● What you have to do
Output every record word for word.

### Information supplied ###

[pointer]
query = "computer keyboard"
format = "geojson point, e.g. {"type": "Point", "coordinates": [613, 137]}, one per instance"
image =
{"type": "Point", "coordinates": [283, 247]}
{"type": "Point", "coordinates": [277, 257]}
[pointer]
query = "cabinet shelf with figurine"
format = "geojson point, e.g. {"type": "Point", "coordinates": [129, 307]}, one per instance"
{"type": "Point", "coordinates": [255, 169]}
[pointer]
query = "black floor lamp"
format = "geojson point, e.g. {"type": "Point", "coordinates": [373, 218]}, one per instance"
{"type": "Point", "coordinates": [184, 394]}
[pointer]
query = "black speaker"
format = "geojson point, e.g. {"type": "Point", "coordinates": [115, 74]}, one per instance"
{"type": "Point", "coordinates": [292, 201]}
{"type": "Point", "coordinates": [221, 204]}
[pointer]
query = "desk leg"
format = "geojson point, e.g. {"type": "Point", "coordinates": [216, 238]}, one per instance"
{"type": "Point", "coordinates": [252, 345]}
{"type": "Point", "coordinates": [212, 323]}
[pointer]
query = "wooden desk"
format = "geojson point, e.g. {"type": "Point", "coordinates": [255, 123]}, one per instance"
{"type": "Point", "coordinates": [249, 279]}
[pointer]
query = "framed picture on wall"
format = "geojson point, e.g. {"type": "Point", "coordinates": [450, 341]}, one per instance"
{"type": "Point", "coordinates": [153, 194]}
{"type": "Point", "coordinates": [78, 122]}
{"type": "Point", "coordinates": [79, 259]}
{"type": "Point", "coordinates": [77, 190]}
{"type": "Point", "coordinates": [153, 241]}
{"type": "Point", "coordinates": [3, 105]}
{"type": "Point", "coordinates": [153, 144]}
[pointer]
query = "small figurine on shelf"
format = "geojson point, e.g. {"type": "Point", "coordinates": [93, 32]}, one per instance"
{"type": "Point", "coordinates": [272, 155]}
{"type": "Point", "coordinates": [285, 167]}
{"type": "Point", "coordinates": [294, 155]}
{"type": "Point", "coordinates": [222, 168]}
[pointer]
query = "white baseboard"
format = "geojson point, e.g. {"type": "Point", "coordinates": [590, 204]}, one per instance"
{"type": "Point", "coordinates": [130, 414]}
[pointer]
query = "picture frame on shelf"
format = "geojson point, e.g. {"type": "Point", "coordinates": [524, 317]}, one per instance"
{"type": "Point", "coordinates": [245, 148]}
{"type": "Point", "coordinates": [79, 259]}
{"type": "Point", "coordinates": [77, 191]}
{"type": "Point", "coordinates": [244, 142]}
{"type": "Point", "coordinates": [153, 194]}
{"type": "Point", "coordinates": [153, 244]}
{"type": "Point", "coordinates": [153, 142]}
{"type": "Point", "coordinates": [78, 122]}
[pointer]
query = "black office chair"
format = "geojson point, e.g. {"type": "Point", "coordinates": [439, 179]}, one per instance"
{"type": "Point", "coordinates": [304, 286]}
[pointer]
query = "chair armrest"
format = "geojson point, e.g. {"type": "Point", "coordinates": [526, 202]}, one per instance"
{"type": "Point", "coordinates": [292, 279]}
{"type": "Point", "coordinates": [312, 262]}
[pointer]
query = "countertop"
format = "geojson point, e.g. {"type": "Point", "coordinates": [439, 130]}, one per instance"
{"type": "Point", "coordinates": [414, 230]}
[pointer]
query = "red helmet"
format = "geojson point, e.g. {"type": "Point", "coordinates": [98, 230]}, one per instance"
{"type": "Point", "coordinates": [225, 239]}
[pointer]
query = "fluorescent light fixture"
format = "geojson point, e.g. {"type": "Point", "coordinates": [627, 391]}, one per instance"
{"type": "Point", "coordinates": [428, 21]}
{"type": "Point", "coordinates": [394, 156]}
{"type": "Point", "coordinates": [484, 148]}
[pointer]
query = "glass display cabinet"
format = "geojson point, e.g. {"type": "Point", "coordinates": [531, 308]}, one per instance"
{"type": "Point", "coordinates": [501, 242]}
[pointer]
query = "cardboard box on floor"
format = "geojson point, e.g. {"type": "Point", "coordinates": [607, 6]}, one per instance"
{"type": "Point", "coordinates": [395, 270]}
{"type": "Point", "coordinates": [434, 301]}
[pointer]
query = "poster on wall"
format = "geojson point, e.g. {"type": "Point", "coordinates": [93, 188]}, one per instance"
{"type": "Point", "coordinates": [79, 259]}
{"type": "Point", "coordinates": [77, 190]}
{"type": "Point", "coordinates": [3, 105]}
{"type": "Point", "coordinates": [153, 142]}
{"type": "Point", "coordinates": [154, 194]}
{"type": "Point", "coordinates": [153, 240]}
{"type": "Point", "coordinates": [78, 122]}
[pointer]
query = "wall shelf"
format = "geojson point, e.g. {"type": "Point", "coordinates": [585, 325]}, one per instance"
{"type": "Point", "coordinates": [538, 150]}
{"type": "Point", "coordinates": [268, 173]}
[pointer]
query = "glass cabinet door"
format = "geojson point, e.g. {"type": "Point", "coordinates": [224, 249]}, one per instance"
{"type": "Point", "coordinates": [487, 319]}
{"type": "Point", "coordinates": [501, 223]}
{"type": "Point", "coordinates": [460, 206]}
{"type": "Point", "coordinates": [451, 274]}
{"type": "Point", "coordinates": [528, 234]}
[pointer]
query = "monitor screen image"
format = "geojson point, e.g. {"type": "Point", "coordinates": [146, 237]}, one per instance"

###

● Result for this exercise
[pointer]
query = "computer keyboard"
format = "geojson point, e.g. {"type": "Point", "coordinates": [613, 137]}, one per instance"
image =
{"type": "Point", "coordinates": [283, 247]}
{"type": "Point", "coordinates": [277, 257]}
[pointer]
query = "cabinet shelf with figurine"
format = "geojson point, e.g. {"type": "Point", "coordinates": [129, 307]}, one per instance"
{"type": "Point", "coordinates": [255, 169]}
[pointer]
query = "black floor lamp"
format = "geojson point, e.g. {"type": "Point", "coordinates": [373, 218]}, one per instance"
{"type": "Point", "coordinates": [184, 394]}
[pointer]
query = "black speaker"
format = "geojson point, e.g. {"type": "Point", "coordinates": [115, 74]}, one per instance"
{"type": "Point", "coordinates": [292, 201]}
{"type": "Point", "coordinates": [221, 204]}
[pointer]
query = "desk leg"
format = "geojson point, e.g. {"type": "Point", "coordinates": [216, 238]}, one per instance"
{"type": "Point", "coordinates": [252, 345]}
{"type": "Point", "coordinates": [212, 323]}
[pointer]
query = "wooden desk"
format = "geojson point, e.g. {"type": "Point", "coordinates": [255, 123]}, one per instance"
{"type": "Point", "coordinates": [249, 279]}
[pointer]
query = "framed picture on wall"
format = "geojson point, e.g. {"type": "Point", "coordinates": [450, 341]}, one per instance"
{"type": "Point", "coordinates": [153, 194]}
{"type": "Point", "coordinates": [78, 122]}
{"type": "Point", "coordinates": [79, 259]}
{"type": "Point", "coordinates": [77, 190]}
{"type": "Point", "coordinates": [153, 241]}
{"type": "Point", "coordinates": [3, 105]}
{"type": "Point", "coordinates": [153, 144]}
[pointer]
query = "small figurine on shelf"
format = "geojson point, e.g. {"type": "Point", "coordinates": [93, 32]}, one per instance"
{"type": "Point", "coordinates": [272, 155]}
{"type": "Point", "coordinates": [285, 167]}
{"type": "Point", "coordinates": [294, 155]}
{"type": "Point", "coordinates": [222, 168]}
[pointer]
query = "white baseboard"
format = "geojson point, e.g. {"type": "Point", "coordinates": [590, 204]}, one per instance"
{"type": "Point", "coordinates": [130, 414]}
[pointer]
query = "picture frame on shelf"
format = "geojson point, e.g. {"type": "Point", "coordinates": [524, 317]}, one per instance"
{"type": "Point", "coordinates": [245, 148]}
{"type": "Point", "coordinates": [79, 259]}
{"type": "Point", "coordinates": [77, 191]}
{"type": "Point", "coordinates": [244, 142]}
{"type": "Point", "coordinates": [153, 194]}
{"type": "Point", "coordinates": [153, 244]}
{"type": "Point", "coordinates": [153, 142]}
{"type": "Point", "coordinates": [78, 122]}
[pointer]
query = "black office chair"
format = "geojson point, e.g. {"type": "Point", "coordinates": [439, 179]}, one per instance"
{"type": "Point", "coordinates": [304, 286]}
[pointer]
query = "chair armrest"
format = "geojson point, e.g. {"type": "Point", "coordinates": [526, 202]}, one per instance"
{"type": "Point", "coordinates": [292, 279]}
{"type": "Point", "coordinates": [312, 262]}
[pointer]
query = "countertop"
format = "geojson point, e.g. {"type": "Point", "coordinates": [439, 130]}, one per instance"
{"type": "Point", "coordinates": [414, 230]}
[pointer]
query = "red helmet"
format = "geojson point, e.g. {"type": "Point", "coordinates": [98, 230]}, one per instance"
{"type": "Point", "coordinates": [225, 239]}
[pointer]
query = "fluorescent light fixture"
format = "geojson point, e.g. {"type": "Point", "coordinates": [627, 391]}, one per instance"
{"type": "Point", "coordinates": [428, 21]}
{"type": "Point", "coordinates": [394, 156]}
{"type": "Point", "coordinates": [484, 148]}
[pointer]
query = "glass display cabinet"
format = "geojson point, e.g. {"type": "Point", "coordinates": [531, 308]}, one per instance"
{"type": "Point", "coordinates": [501, 242]}
[pointer]
query = "cardboard box on floor"
format = "geojson point, e.g. {"type": "Point", "coordinates": [607, 6]}, one per instance"
{"type": "Point", "coordinates": [395, 270]}
{"type": "Point", "coordinates": [434, 301]}
[pointer]
query = "poster on wall"
format = "geojson point, e.g. {"type": "Point", "coordinates": [93, 188]}, one per instance"
{"type": "Point", "coordinates": [79, 259]}
{"type": "Point", "coordinates": [77, 190]}
{"type": "Point", "coordinates": [3, 105]}
{"type": "Point", "coordinates": [153, 142]}
{"type": "Point", "coordinates": [154, 194]}
{"type": "Point", "coordinates": [153, 240]}
{"type": "Point", "coordinates": [78, 122]}
[pointer]
query = "wall shelf"
format = "geojson point, e.g. {"type": "Point", "coordinates": [585, 325]}, one per instance"
{"type": "Point", "coordinates": [538, 150]}
{"type": "Point", "coordinates": [268, 173]}
[pointer]
query = "glass cabinet door"
format = "geojson point, e.g. {"type": "Point", "coordinates": [224, 249]}, one per instance"
{"type": "Point", "coordinates": [487, 319]}
{"type": "Point", "coordinates": [501, 223]}
{"type": "Point", "coordinates": [460, 206]}
{"type": "Point", "coordinates": [451, 274]}
{"type": "Point", "coordinates": [528, 234]}
[pointer]
query = "monitor screen image"
format = "geojson point, e.g. {"type": "Point", "coordinates": [146, 237]}, one per instance"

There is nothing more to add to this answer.